Excerpts from point annotation data:
════

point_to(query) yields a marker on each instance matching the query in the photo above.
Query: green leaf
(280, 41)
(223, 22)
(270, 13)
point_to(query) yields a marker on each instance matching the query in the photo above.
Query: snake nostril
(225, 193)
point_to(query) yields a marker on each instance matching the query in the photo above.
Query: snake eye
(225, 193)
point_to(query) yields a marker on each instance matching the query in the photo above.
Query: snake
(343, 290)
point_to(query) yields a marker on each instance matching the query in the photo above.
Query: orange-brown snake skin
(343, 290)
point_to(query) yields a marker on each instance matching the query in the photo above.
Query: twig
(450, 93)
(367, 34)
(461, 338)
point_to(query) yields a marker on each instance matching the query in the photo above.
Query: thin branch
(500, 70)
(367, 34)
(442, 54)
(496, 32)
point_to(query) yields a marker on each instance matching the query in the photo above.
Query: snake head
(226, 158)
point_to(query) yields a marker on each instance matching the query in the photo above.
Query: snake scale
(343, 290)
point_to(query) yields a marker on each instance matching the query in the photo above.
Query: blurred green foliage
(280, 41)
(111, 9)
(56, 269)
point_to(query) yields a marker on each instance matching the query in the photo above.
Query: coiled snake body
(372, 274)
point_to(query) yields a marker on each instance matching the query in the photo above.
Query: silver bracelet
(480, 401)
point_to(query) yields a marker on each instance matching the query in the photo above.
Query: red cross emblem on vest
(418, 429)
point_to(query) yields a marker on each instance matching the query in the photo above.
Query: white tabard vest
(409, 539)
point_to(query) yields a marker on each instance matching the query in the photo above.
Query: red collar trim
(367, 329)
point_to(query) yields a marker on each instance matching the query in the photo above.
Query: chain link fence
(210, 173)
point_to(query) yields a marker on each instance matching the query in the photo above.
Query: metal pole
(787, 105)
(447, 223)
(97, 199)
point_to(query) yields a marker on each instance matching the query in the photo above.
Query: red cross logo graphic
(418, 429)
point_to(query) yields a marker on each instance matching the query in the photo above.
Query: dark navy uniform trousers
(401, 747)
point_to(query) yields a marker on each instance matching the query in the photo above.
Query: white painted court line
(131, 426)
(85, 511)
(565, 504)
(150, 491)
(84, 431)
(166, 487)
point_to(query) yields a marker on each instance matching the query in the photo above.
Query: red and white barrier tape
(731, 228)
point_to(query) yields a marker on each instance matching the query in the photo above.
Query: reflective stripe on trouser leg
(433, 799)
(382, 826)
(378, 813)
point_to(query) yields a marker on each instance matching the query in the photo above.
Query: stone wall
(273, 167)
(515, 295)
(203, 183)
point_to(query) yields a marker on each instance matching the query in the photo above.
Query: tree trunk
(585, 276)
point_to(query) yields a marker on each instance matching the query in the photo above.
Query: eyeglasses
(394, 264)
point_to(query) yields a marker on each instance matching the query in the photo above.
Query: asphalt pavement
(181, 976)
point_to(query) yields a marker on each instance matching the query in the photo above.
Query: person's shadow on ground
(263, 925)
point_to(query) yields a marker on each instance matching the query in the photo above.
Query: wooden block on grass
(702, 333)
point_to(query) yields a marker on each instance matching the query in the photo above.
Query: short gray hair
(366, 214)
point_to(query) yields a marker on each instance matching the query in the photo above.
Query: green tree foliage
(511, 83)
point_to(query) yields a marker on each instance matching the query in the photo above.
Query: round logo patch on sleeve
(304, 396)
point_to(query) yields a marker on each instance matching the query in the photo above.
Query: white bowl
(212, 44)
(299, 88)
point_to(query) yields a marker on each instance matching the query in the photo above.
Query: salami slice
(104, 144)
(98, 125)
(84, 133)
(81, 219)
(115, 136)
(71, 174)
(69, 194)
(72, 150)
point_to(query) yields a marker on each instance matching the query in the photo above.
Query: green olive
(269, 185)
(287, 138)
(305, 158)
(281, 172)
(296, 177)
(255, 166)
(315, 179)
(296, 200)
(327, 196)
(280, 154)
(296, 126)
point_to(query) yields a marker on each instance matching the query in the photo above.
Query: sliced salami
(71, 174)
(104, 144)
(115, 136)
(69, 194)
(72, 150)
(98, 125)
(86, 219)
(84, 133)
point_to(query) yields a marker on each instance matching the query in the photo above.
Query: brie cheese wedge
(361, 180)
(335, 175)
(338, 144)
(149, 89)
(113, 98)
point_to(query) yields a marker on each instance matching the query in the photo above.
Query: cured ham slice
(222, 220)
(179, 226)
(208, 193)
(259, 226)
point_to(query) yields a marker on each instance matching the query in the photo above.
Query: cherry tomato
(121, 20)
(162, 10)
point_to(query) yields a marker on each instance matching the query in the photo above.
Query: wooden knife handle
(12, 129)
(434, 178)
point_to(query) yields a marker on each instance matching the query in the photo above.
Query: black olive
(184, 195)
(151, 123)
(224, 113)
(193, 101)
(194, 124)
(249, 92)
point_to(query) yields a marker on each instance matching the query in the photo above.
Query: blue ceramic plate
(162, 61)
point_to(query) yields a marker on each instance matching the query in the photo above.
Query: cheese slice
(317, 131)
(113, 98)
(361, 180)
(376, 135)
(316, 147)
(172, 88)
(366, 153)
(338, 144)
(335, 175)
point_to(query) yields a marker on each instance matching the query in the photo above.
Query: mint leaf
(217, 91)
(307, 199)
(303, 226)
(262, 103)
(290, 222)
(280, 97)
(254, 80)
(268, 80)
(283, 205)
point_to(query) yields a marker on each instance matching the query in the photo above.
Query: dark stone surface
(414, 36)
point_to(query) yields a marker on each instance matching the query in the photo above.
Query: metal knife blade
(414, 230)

════

* [GOAL OF THE EXERCISE]
Count the lines of the records above that contain the string "dark", treating uppercase and lowercase letters as distinct, and reply with the number alone.

* [RESULT OF THIS TASK]
2